◆ **Passage**

______

32. The Court of Appeal in Butt v Rent Restriction Tribunal [1982] KLR 417 guided on how a court should exercise discretion and held that:
“1. The power of the court to grant or refuse an application for a stay of execution is a discretionary power. The discretion should be exercised in such a way as not to prevent an appeal. The general principle in granting or refusing a stay is; if there is no other overwhelming hindrance, a stay must be granted so that an appeal may not be rendered nugatory should that appeal court reverse the judge’s discretion. A judge should not refuse a stay if there are good grounds for granting it merely because in his opinion, a better remedy may become available to the applicant at the end of the proceedings. The court in exercising its discretion whether to grant [or] refuse an application for stay will consider the special circumstances of the case and unique requirements. The special circumstances in this case were that there was a large amount of rent in dispute and the appellant had an undoubted right of appeal.
The court in exercising its powers under Order XLI rule 4(2)(b) of the Civil Procedure Rules, can order security upon application by either party or on its own motion. Failure to put security for costs as ordered will cause the order for stay of execution to lapse.”
33. The above cited case captures the applicable principles in deciding whether or not to grant a stay of execution pending appeal.
34. On substantial loss, it is the respondents who contended that the family of the deceased incurred costs, time and expenses in planning and conducting the burial of the deceased Beatrice Apondi Otieno, and that all along the Appellant/Applicant herein was aware of those preparations but elected not to participate or support them financially. The applicant has not stated what substantial loss she will suffer if stay is not issued, granted that the deceased was buried pursuant to the order of the court. In addition, although the appellant stated that the deceased was buried on Parcel No. Ugenya/Sifuyo/555 which is a private property and private cemetery, the respondents contended that the deceased was buried on parcel No North Ugenya/Sifuyo/638 which is the family cemetery for the family members of the late Arch Bishop Ondiek. The appellant did not controvert this contention.
35. I have also perused the trial court record and order of 23rd May 2019 and I do not find anywhere where the Parcel of land cited in this application were referred to even in the initial interim orders issued in favour of the applicant, which orders were later vacated on 27th May, 2019.
36. Further, it was contended by the respondents that the burial preparations and ceremony were very elaborate and were carried out in accordance with the Luo customs and undoing all that with no guarantee that the appeal herein will succeed will make the Applicants and the large community to suffer colossal expenses in terms of mortuary expenses, the cost of maintaining the mourners including the agony of a protracted litigation which has a possibility of finding that there was marriage between the deceased Beatrice Apondi Otieno and Solomon Ondiek.

______

◆ **Given exercise**
Please answer these questions about the ruling:
1. Which case decided by the Court of Appeal does the ruling quote on the discretion to grant a stay of execution?
2. On what date were the initial interim orders issued for the applicant vacated?
3. On which parcel did the respondents say the deceased was buried?

◆ **Entries from a dataset**
______

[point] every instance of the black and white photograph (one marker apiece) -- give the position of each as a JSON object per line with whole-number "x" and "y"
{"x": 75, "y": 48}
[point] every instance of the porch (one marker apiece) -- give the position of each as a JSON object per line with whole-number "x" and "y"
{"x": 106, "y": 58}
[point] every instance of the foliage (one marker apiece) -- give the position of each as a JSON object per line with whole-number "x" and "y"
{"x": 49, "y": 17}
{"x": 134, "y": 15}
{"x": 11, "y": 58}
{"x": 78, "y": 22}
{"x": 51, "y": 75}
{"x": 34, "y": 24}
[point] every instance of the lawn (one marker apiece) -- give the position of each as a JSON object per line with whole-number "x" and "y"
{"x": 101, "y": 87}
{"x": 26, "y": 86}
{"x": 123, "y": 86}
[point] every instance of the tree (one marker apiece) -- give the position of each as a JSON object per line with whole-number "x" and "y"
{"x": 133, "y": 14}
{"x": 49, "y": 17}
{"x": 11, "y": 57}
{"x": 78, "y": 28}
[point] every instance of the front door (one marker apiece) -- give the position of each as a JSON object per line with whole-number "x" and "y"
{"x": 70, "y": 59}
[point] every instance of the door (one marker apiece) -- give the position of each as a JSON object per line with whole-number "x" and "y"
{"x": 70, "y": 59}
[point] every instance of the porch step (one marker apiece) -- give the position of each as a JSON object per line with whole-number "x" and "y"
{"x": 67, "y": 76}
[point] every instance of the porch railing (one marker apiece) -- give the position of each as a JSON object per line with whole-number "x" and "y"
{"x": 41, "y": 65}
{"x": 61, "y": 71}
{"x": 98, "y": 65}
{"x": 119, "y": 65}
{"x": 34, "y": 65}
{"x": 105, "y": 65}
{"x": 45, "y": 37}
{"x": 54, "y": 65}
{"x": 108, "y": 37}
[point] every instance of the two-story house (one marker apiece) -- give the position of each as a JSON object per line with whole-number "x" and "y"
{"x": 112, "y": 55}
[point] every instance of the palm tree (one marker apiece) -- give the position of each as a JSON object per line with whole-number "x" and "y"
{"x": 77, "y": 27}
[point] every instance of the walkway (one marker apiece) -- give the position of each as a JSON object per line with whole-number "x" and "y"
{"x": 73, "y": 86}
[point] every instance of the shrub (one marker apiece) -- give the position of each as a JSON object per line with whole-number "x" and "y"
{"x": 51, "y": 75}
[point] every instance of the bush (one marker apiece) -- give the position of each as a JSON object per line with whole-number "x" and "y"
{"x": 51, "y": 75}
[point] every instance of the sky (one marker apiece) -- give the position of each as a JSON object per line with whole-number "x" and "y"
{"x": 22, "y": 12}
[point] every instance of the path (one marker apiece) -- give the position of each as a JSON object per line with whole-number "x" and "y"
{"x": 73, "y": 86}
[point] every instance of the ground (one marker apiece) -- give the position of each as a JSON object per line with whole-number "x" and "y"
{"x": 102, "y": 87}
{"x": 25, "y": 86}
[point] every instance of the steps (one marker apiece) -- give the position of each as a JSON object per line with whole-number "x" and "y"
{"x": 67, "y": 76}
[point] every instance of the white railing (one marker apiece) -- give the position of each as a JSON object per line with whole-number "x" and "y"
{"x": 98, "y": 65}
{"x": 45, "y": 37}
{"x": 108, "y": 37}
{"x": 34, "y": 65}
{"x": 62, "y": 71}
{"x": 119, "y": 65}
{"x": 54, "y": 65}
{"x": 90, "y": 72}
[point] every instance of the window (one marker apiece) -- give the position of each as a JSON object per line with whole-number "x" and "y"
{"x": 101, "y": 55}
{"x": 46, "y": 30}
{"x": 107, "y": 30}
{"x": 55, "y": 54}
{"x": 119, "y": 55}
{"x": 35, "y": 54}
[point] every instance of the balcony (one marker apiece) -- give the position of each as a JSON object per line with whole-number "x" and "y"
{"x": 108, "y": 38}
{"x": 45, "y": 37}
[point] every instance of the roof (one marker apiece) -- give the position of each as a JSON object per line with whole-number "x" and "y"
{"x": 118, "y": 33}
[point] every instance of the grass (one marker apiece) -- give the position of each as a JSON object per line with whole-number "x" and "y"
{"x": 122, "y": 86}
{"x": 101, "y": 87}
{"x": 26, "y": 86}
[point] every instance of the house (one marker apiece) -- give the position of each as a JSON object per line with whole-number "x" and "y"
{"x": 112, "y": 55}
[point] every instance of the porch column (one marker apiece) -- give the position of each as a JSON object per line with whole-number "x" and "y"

______

◆ **Task output**
1. Butt v Rent Restriction Tribunal [1982] KLR 417
2. 27th May, 2019
3. Parcel No North Ugenya/Sifuyo/638